Study text:
---

Contributions of the Hippocampus and Prefrontal Cortex to the Spacing Effect

Evidence From Lesioned Patients

  • Li, Cuihong
  • Liu, Qi
  • Sun, Ke
  • Yu, Tao
  • Fan, Xiaotong
  • Wang, Jiangfei
  • Ren, Liankun
  • Yang, Jiongjiong
Neuropsychology 39(5):p 432-449, July 2025. | DOI: 10.1037/neu0001009

Objective: Although the hippocampus is critical for memory processes, recent studies have suggested that amnesic patients with hippocampal lesions can still acquire some types of memory by distributed learning rather than by massed learning. However, as these studies recruited patients with developmental amnesia, whether lesion onset influenced the spacing effect was unclear. In addition, the extent to which the prefrontal cortex (PFC) supports the spacing effect has not been explored. Method: Patients with hippocampal lesions at early onset and late onset and PFC lesions were enrolled. The participants learned face–scene pairs under single learning (i.e., once in 1 day), massed learning (i.e., four times in 1 day), and distributed learning (i.e., four times in 2 days, twice per day). Then, they performed associative recognition tasks 20 min and 1 day later. Results: The results showed that the spacing effect was significantly higher than baseline (d = 2.91) and comparable with the control groups for hippocampal lesions at early onset patients at 1 day. However, the spacing effect was significantly impaired for hippocampal lesions at late onset (d = −1.84) and PFC patients (d = −1.48) when compared with the normal groups. The repetition effect (massed vs. single learning) was significantly impaired for PFC patients at 20 min when compared with the controls (d = −1.15). Conclusions: These findings clarified the roles of the hippocampus and PFC in distributed learning and repetitive learning and suggest that early-onset hippocampal damage induces a significant reorganization in the human brain to support memory formation and retention.

---

(Data extracted from a collection)
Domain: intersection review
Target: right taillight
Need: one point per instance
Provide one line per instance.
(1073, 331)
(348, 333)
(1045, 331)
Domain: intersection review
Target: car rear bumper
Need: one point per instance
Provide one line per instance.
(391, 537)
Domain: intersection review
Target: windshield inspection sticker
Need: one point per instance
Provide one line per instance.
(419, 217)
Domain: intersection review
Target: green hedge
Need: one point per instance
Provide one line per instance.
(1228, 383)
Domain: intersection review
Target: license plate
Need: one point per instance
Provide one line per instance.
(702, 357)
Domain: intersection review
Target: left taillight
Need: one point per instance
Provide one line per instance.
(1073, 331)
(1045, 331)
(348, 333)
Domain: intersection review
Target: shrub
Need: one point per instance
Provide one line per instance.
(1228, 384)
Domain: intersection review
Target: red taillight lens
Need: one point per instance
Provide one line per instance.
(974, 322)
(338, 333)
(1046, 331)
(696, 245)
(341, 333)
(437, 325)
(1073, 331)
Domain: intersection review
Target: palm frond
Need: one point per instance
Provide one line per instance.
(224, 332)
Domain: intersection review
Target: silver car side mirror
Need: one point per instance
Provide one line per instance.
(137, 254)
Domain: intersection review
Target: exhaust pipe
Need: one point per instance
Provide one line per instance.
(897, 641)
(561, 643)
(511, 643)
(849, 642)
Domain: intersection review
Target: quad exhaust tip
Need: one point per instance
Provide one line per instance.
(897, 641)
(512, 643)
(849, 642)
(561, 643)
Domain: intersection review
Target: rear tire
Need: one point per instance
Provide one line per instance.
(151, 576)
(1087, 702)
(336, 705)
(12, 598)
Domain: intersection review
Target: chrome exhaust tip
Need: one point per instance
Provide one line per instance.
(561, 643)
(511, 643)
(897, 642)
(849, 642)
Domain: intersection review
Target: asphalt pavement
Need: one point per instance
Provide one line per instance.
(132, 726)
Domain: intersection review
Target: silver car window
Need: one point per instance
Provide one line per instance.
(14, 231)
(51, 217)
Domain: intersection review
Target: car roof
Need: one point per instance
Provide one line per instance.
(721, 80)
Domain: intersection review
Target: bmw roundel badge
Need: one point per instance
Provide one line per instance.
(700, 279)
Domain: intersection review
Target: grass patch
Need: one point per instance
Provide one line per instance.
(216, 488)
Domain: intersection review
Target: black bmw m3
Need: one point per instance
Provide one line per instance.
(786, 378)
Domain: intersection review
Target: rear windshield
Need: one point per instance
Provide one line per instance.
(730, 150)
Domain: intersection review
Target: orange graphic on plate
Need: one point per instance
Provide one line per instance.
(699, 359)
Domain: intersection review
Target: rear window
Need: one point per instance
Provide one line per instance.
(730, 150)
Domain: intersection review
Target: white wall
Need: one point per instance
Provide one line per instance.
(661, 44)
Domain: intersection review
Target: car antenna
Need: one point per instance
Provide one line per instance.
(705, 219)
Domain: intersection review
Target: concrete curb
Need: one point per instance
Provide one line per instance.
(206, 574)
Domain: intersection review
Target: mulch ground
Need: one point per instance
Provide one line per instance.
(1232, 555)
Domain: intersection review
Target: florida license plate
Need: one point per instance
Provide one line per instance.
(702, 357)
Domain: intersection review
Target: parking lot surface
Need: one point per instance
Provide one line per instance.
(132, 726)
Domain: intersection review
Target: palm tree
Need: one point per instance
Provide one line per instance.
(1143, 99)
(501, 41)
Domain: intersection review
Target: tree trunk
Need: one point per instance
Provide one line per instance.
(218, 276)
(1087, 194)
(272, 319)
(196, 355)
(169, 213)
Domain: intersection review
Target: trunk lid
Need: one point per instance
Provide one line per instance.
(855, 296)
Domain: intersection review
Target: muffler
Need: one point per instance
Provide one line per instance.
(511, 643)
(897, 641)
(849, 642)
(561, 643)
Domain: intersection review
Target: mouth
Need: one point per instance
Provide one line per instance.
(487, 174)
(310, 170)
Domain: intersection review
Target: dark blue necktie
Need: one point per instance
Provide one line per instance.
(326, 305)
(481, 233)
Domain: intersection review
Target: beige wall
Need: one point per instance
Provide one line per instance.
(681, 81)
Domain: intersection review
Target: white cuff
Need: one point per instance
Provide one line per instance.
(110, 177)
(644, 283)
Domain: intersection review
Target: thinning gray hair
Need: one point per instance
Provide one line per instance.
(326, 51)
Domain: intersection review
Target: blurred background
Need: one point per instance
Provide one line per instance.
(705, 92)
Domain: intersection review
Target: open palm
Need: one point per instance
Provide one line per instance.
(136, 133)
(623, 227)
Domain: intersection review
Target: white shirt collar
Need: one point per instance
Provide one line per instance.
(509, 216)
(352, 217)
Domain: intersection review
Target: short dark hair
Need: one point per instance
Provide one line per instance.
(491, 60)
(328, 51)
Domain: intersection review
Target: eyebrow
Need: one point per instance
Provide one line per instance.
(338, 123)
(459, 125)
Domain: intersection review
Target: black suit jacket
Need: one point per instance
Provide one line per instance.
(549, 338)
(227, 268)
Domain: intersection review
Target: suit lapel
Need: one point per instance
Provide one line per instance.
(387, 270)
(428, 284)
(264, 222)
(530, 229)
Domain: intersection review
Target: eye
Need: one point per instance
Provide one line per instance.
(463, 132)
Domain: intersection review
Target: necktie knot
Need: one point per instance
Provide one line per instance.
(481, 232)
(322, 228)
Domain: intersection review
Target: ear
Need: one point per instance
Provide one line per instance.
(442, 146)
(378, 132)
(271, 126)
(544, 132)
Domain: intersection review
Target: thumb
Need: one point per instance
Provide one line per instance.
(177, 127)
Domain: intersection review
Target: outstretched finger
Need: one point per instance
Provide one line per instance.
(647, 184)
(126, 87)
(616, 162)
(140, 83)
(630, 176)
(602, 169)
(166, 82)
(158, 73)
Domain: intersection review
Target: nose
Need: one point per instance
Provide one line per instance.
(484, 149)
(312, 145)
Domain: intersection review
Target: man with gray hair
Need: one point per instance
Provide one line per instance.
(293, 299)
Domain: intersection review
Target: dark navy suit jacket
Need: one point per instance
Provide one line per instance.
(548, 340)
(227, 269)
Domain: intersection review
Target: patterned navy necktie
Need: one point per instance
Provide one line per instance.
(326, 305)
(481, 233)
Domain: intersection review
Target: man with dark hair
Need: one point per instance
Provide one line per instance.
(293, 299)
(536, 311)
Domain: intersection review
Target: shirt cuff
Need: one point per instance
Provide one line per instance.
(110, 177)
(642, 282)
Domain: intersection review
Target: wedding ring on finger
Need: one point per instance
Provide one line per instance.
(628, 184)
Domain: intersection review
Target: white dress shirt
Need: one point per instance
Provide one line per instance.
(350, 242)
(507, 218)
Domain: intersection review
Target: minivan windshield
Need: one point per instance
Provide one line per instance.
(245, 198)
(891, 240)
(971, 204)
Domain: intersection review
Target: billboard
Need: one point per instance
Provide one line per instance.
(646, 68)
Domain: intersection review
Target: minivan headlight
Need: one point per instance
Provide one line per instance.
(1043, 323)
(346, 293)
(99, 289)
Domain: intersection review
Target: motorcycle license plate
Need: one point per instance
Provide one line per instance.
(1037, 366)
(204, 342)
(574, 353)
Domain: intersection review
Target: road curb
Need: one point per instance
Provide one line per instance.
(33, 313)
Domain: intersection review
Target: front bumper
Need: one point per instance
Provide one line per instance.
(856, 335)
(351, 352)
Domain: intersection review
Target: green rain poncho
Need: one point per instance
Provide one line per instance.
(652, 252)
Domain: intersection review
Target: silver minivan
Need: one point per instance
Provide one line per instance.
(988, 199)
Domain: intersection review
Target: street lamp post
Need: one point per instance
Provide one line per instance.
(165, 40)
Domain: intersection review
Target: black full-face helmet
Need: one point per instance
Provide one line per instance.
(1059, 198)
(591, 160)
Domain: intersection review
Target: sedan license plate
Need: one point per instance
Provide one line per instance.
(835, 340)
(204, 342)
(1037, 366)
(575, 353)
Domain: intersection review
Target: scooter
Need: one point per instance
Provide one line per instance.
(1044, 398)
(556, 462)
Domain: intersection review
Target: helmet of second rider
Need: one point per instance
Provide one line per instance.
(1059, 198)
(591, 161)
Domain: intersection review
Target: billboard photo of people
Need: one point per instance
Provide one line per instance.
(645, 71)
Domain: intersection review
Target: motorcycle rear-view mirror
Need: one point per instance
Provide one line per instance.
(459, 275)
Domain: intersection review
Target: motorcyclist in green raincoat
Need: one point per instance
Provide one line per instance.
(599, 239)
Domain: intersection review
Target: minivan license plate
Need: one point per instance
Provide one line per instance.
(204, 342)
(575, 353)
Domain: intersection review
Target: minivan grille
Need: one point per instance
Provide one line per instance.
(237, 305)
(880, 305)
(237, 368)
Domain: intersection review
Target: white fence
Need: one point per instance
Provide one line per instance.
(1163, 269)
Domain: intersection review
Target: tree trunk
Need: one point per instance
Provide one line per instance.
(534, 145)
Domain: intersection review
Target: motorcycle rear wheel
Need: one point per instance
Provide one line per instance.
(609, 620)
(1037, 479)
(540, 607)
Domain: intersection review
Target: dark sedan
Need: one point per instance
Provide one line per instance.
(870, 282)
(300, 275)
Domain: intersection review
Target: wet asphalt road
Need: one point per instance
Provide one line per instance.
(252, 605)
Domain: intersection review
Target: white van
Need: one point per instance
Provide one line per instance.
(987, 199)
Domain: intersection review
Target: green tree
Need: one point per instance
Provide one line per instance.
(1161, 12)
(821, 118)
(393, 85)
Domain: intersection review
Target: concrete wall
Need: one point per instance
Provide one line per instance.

---

Task goal: In the abstract on the spacing effect, condense the paragraph that begins "Objective: Although the hippocampus is critical" into a short bulleted list that keeps its main facts.

Solution below:
- **Objective:** Earlier work found that amnesic patients with hippocampal lesions can still acquire some memory through distributed learning rather than massed learning. Those studies used patients with developmental amnesia, so it was unclear whether lesion onset matters. The PFC's role in the spacing effect had not been explored.
- **Method:** Patients with early-onset hippocampal lesions, late-onset hippocampal lesions, and PFC lesions learned face–scene pairs under three conditions:
  - single learning: once in 1 day
  - massed learning: four times in 1 day
  - distributed learning: four times over 2 days, twice per day

  They then took associative recognition tests 20 min and 1 day later.
- **Results:**
  - At 1 day, early-onset hippocampal patients showed a spacing effect well above baseline (d = 2.91) and comparable to controls.
  - The spacing effect was impaired in late-onset hippocampal patients (d = −1.84) and PFC patients (d = −1.48) compared with normal groups.
  - PFC patients also showed an impaired repetition effect (massed vs. single learning) at 20 min compared with controls (d = −1.15).
- **Conclusions:** The findings clarify the roles of the hippocampus and PFC in distributed and repetitive learning. They suggest that early-onset hippocampal damage leads to significant brain reorganization that supports memory formation and retention.